GOAL - Reproduce the entire listing below verbatim, omitting the pictures.

— START OF DATA FOR THIS EXERCISE —

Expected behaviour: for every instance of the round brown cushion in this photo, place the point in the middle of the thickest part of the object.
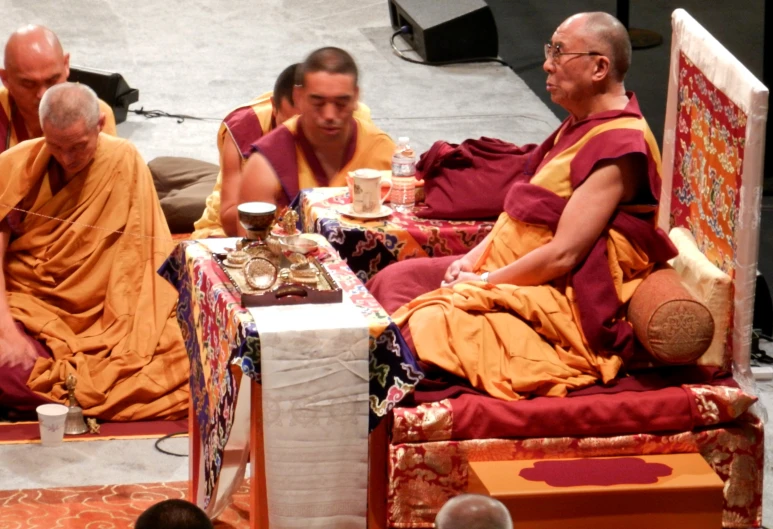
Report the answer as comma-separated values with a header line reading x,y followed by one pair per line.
x,y
668,321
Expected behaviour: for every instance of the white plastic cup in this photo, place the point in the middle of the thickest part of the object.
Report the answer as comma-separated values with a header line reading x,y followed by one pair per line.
x,y
51,418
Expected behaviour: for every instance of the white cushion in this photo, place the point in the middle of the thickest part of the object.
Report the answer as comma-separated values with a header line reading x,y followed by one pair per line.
x,y
711,286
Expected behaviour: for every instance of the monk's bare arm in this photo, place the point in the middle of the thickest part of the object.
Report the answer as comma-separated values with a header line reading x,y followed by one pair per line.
x,y
231,173
467,262
587,213
259,183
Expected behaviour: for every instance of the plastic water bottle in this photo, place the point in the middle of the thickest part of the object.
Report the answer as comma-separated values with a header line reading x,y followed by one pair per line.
x,y
403,195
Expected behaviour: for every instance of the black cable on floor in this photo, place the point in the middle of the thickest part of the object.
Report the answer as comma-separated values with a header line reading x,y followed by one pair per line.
x,y
406,29
150,114
169,436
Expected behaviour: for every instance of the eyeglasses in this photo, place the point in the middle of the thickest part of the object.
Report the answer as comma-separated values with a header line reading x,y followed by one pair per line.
x,y
554,52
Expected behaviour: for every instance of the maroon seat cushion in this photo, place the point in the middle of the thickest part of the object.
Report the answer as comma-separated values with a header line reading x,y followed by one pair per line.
x,y
661,400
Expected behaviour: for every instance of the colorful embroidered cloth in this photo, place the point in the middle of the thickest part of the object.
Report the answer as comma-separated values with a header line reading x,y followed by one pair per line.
x,y
370,245
220,336
713,149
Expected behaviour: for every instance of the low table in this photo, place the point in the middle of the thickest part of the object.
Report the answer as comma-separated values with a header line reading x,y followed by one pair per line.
x,y
676,491
370,245
224,348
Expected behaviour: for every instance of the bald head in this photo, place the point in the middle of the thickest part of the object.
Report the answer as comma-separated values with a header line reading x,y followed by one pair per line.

— END OF DATA FOR THIS EXERCISE —

WORKED ANSWER -
Expected behaviour: for every instance of the round brown cushion in this photo, place the point in the middle of the thickest part of the object.
Report the answer as comma-separated values with a header line reading x,y followed by one pair per line.
x,y
668,321
Expected behaviour: for every instance of the white plastic cup in this photo, place the point in the middle of the thickest part of the object.
Report the answer as comma-separated values with a header line reading x,y followed by one pair per line.
x,y
51,418
Expected behaviour: for every instance of the white cushion in this photo, place the point in the middle of the thickest part of the object.
Report the answer as comma-separated values with a header line reading x,y followed by one pair per line.
x,y
711,286
Expected behaviour: for every instance of the monk's bare arm in this photo, place the point in the middle of the thickest part of the object.
Report the answer as comma-separated values with a header line reading x,y followed by one pair per line.
x,y
231,173
467,262
587,213
259,183
Expected behaviour: for every instance of the plastic water bottle in this photo, place the point in the middle of the thickest part of the object.
Report the answer as comma-separated values with a header line reading x,y followed by one pair per line.
x,y
403,195
Expected behaviour: for every instance of the black cable on floor in this photo, place the point in the middle of the thickest part of the object.
Report the answer as comma-separated values with a header line reading x,y followed by one pair per line.
x,y
406,29
150,114
169,436
Expected behaviour: for every instance of the eyeglasses in this photo, place the point in the middle of the thickest part of the object.
Report the answer as comma-separated values with a header line reading x,y followed by one pair per line.
x,y
554,52
Expected behaviour: for every instance of the maroon seat cushion in this photo, place the point in the middle of the thickest part of the object.
Report the answer as comma-separated values with a header line reading x,y followed by one pair per line.
x,y
661,400
Expected behaviour: for every instance of the colorful embroidered cloth in this photo, place the point in the middle of the thickest part of the object.
Report the answer as comma-separated values with a header line reading x,y followed by one pair per line.
x,y
370,245
220,336
713,149
Expected behaviour: for every instance of the low table in this photo, place the point in the middle of the thickest part of the object.
Report the answer as comma-separated values with a header line reading x,y followed by one pair per line.
x,y
676,491
370,245
224,348
Expected behaviour: for every instance of the bald head in this photo, place the point in the middle of the thickest part of the object.
Report the answer as comma-separated values with a header line reading x,y followed by one pair per line.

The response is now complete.